WHAT YOU WILL DO
a. Copy the entries word for word, starting at the first one and ending with the line that contains "[(103, 73)]", with both ends included. Leave the pictures out of your copy.
b. Pick up the takeover offer notice where it stops and keep writing it.

TEXT PROVIDED
The offer is not made or intended to be made pursuant to the provisions of any other legal system. Accordingly, no notifications, registrations, admissions or approvals of the Takeover Offer or of the offer document containing the Takeover Offer (the "Offer Document") have been or will be applied for or initiated by the Bidder or the persons acting in conjunction with the Bidder outside of the Federal Republic of Germany. The Bidder and the persons acting in conjunction with the Bidder therefore do not assume any responsibility for compliance with law other than the laws of the Federal Republic of Germany.

The Takeover Offer will not be filed, published or publicly advertised pursuant to the laws of any jurisdiction other than the Federal Republic of Germany.

The Bidder and the persons acting in conjunction with the Bidder assume no responsibility for the publication, dispatch, distribution or dissemination of any documents connected with the intended Takeover Offer outside the Federal Republic of Germany being permissible under the provisions of legal systems other than those of the Federal Republic of Germany. Furthermore, the Bidder and the persons acting in conjunction with the Bidder assume no responsibility for the non-compliance of third parties with any laws.

GIVEN ENTRIES
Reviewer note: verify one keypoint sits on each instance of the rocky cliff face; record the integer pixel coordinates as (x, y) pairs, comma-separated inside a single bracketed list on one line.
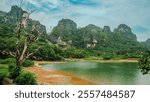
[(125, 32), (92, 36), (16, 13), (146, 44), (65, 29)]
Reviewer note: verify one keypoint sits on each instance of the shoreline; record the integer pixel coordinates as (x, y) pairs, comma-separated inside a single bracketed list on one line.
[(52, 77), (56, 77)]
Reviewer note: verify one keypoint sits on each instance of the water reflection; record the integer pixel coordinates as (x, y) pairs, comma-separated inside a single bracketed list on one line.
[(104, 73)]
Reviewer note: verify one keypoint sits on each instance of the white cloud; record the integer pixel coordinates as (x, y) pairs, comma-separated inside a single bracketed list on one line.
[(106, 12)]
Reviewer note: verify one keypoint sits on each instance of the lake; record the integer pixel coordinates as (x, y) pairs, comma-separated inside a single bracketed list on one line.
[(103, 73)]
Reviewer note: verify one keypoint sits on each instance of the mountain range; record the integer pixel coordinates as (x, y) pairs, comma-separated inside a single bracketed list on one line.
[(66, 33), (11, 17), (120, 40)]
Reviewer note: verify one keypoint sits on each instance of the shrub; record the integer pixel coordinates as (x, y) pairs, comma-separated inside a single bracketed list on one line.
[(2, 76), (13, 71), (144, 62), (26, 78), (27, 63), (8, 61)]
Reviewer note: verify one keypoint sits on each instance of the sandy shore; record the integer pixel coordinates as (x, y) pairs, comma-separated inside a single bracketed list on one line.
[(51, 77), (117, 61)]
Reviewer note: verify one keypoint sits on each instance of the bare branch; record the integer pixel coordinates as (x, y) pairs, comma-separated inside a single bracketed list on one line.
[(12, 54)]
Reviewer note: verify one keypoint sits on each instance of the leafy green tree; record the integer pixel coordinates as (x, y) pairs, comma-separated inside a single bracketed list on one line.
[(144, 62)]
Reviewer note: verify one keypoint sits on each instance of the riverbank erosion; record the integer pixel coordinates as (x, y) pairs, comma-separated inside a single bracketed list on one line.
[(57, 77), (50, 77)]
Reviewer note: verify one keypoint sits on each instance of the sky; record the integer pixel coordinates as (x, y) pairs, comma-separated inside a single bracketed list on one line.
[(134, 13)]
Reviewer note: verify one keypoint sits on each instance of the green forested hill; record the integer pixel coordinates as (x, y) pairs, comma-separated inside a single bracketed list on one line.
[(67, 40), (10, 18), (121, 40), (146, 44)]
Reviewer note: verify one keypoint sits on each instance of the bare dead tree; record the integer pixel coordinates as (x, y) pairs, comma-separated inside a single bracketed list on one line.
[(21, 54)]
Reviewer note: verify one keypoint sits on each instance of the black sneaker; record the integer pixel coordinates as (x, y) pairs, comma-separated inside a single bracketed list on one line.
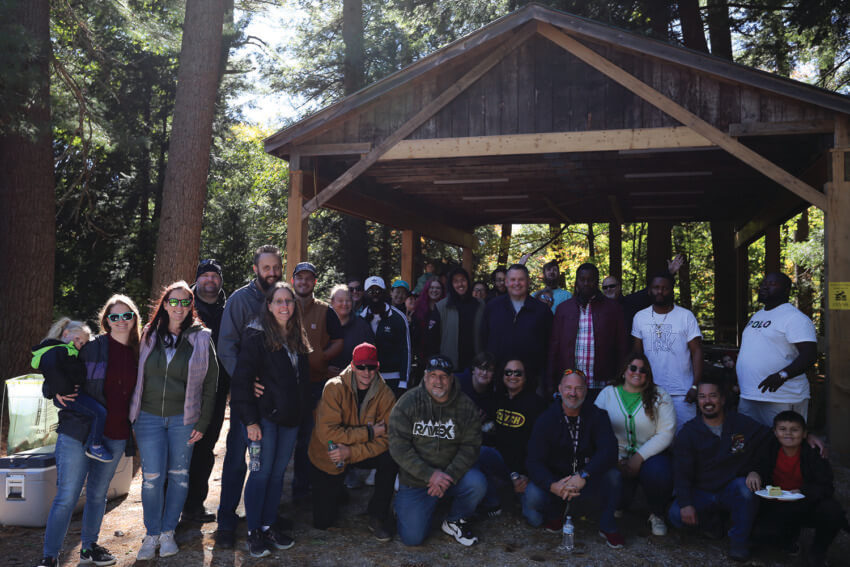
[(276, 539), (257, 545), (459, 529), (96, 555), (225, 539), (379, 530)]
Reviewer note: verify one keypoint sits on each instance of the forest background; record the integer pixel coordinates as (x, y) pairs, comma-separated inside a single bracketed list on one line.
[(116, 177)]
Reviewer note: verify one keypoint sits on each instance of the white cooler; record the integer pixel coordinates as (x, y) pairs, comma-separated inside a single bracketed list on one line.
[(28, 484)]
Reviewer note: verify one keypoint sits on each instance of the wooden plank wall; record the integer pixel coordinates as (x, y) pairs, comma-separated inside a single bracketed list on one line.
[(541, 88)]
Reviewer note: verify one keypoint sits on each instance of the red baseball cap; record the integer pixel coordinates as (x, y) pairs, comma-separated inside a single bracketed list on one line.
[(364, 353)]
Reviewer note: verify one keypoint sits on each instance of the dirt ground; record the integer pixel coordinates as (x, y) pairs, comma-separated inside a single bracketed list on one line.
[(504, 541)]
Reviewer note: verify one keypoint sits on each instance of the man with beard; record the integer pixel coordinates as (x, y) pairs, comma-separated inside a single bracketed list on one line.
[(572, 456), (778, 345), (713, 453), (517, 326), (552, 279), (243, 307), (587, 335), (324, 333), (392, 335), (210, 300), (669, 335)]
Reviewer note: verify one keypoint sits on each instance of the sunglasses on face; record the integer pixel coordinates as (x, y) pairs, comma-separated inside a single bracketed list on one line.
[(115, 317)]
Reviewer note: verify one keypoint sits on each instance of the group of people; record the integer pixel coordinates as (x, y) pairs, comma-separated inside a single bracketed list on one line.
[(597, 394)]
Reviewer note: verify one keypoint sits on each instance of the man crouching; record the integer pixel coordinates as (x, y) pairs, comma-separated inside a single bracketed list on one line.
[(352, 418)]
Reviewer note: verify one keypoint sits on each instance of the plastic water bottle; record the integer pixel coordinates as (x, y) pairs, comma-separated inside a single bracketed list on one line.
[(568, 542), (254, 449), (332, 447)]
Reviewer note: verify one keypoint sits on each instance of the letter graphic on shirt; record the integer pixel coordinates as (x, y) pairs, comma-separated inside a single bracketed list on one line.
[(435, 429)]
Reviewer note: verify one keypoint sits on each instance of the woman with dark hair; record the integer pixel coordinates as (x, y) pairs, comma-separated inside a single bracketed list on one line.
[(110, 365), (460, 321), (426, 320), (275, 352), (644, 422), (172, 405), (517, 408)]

EXERCISE RESPONSES
a.
Reviewer note: verify one keypoint sits on each instance of the rocky cliff face; record the integer pixel coordinates as (x, y) pairs, comma-separated inside a single bracketed list on one line.
[(125, 32), (92, 36), (16, 13), (146, 44), (65, 29)]
Reviewer note: verify one keypoint sits on each instance of the shoreline; record the integer pixel coordinates as (x, y) pairs, comma-separated inside a single bracketed list on one line.
[(52, 77), (56, 77)]
Reviewer note: verify one keypoint sits on each instance of the water reflection; record the integer pixel coordinates as (x, y) pairs, comma-separated inside a single bracketed list on one line.
[(104, 73)]
Reviewer note: verify one keypoint sits on each instance of the white cloud; record the integer pixel coordinates as (x, y) pairs, comma-separated inside a single bracketed list on one line.
[(106, 12)]
Reviewer note: verify one keypoint sits on each instance of the lake; record the integer pixel coordinates as (x, y) pairs, comma-separated inside a single bracketed list on one line.
[(103, 73)]

b.
The announcements made on this website do not constitute an invitation to make an offer to sell or exchange shares in Gigaset AG. With the exception of the publication of the Offer Document to be made pursuant to the provisions of the WpÜG, announcements made on this website also do not constitute an offer to purchase or exchange shares in Gigaset AG.

If any announcements on this website contain forward-looking statements, such statements do not represent facts and are characterized by the words "will", "expect", "believe", "estimate", "intend", "aim", "assume" or similar expressions. Such statements express the intentions, opinions or current expectations and assumptions of the Bidder and the persons acting in conjunction with the Bidder, for example with regard to the potential consequences of the Offer for Gigaset AG, for those shareholders of Gigaset AG who choose not to accept the Takeover Offer or for future financial results of Gigaset AG. Such forward-looking statements are based on current plans, estimates and forecasts which the Bidder and the persons acting in conjunction with the Bidder have made to the best of their knowledge, but which do not claim to be correct in the future. Forward-looking statements are subject to risks and uncertainties that are difficult to predict and usually cannot be influenced by the Bidder or the persons acting in conjunction with the Bidder. It should be kept in mind that the actual events or consequences may differ materially from those contained in or expressed by such forward-looking statements.